Collection entries
--

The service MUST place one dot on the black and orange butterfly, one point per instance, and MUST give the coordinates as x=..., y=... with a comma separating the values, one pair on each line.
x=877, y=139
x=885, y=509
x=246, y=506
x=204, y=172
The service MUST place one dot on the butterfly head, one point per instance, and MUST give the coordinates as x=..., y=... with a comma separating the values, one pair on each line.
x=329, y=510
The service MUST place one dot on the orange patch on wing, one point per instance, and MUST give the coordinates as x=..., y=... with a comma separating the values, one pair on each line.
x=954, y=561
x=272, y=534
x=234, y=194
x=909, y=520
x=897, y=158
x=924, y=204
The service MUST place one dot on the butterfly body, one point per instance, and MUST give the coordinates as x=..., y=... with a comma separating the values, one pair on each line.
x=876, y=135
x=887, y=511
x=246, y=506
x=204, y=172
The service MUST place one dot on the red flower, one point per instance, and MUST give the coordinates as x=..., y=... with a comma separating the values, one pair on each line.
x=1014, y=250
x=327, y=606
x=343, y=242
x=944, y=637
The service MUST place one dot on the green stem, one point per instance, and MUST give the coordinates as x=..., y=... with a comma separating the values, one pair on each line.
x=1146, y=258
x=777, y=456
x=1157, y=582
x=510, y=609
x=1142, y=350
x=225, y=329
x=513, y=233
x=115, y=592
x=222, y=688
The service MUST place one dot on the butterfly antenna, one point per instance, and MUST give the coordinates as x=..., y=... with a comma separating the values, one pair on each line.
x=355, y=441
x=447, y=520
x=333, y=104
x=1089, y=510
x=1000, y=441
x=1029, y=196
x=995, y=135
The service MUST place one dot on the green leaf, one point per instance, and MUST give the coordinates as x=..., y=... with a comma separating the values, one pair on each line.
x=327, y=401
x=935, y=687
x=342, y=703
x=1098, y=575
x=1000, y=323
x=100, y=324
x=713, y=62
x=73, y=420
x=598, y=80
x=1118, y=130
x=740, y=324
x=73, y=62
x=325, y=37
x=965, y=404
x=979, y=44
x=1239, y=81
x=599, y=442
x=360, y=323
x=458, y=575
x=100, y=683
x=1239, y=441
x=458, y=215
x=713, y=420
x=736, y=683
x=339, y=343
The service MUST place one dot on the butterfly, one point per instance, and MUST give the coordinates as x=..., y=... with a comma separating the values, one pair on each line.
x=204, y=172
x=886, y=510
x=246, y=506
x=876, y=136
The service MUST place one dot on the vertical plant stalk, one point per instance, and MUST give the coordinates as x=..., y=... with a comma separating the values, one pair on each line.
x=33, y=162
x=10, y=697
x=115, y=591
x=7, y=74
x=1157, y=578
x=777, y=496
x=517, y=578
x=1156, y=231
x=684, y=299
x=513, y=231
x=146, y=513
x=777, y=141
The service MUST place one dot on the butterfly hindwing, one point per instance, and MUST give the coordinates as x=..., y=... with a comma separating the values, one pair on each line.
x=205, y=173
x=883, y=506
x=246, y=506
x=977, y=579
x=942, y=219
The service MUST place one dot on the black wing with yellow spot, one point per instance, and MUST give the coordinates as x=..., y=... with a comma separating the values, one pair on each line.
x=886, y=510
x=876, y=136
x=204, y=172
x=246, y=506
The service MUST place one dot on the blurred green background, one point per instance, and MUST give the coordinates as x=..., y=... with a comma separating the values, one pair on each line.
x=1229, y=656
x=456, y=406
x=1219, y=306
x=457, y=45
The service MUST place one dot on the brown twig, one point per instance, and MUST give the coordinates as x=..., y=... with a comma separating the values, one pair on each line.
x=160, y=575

--

→ ABOUT THIS EXERCISE
Output the data once more, exactly as it appears above.

→ OUTPUT
The service MUST place one dot on the black and orange butterfly, one point per instance, and MUST give the coordinates as x=..., y=... with a comma separating the values, one pair on each line.
x=877, y=139
x=885, y=509
x=246, y=506
x=204, y=172
The service MUST place one dot on the butterfly head, one point per instance, and MUST give the coordinates as x=..., y=... with a comma separating the values, one pair on each line.
x=329, y=510
The service MUST place one dot on the orange patch on wing, one point per instance, and MUST give the coordinates as x=..., y=... with a comma separating the values, one pair on each line.
x=954, y=561
x=272, y=534
x=234, y=194
x=909, y=520
x=897, y=158
x=924, y=204
The service MUST place one dot on the butterfly body, one point per instance, and MUST give the coordinates as x=..., y=... with a comma separating the values, one pair on each line.
x=876, y=135
x=887, y=511
x=246, y=506
x=204, y=172
The service MUST place one dot on the red flower, one point per instance, and MUST give the coordinates as x=..., y=... with a comma separating the values, one pair on each line.
x=1014, y=250
x=327, y=606
x=343, y=242
x=944, y=637
The service MUST place one dot on the green stem, one point per instance, and MUST give the coordinates as x=..., y=... with a comma separating the values, one pair on each line.
x=1146, y=258
x=777, y=456
x=1157, y=582
x=510, y=609
x=1142, y=350
x=225, y=329
x=513, y=233
x=115, y=592
x=222, y=688
The service MUST place one dot on the butterfly antenna, one point per instance, and MUST give the coordinates as x=..., y=... with a comma separating the values, one pair on each line.
x=355, y=441
x=447, y=520
x=333, y=104
x=1089, y=510
x=1000, y=441
x=1029, y=196
x=995, y=135
The service MUST place one dot on the green leaf, one point per instance, and MUST give the coordinates as x=..., y=... with a comma separating the values, one pair on each line.
x=327, y=401
x=935, y=687
x=342, y=703
x=1098, y=575
x=1000, y=323
x=100, y=324
x=713, y=62
x=73, y=420
x=598, y=80
x=1118, y=130
x=740, y=324
x=73, y=62
x=325, y=37
x=965, y=404
x=979, y=44
x=1239, y=81
x=599, y=442
x=360, y=323
x=458, y=575
x=100, y=683
x=1239, y=441
x=458, y=215
x=713, y=420
x=736, y=683
x=339, y=343
The service MUST place one dot on the butterfly, one point per instance, and MUST give the coordinates as x=..., y=... with a comma separating the values, one pair on each line.
x=204, y=172
x=886, y=510
x=246, y=506
x=876, y=136
The service MUST place one dot on the vertical plant stalk, one point per instance, and MUST give the coordinates as x=..., y=... with a comma separating the values, one pair on each line.
x=33, y=162
x=10, y=697
x=115, y=591
x=7, y=74
x=1157, y=578
x=777, y=496
x=517, y=578
x=1156, y=231
x=684, y=299
x=513, y=231
x=146, y=513
x=777, y=141
The service MUST place one dot on the butterfly hindwing, one point per instance, and MUST give the coordinates as x=..., y=... with a comma separating the values, one pair on each line.
x=205, y=173
x=883, y=506
x=246, y=506
x=977, y=579
x=942, y=219
The service MUST place one dot on the black wing with yellow spot, one point per instance, and MUST give the coordinates as x=..., y=... with a comma separating the values, one pair on each line.
x=886, y=510
x=876, y=136
x=204, y=172
x=246, y=506
The service MUST place one dot on the blurred green background, one point per instance, and MUST give the coordinates as x=..., y=... with a comma separating the values, one pair on each line.
x=1229, y=656
x=456, y=406
x=1219, y=306
x=457, y=45
The service MUST place one dot on the brown twig, one point per instance, and MUST give the coordinates as x=..., y=... with a comma separating the values, one pair on each line.
x=160, y=575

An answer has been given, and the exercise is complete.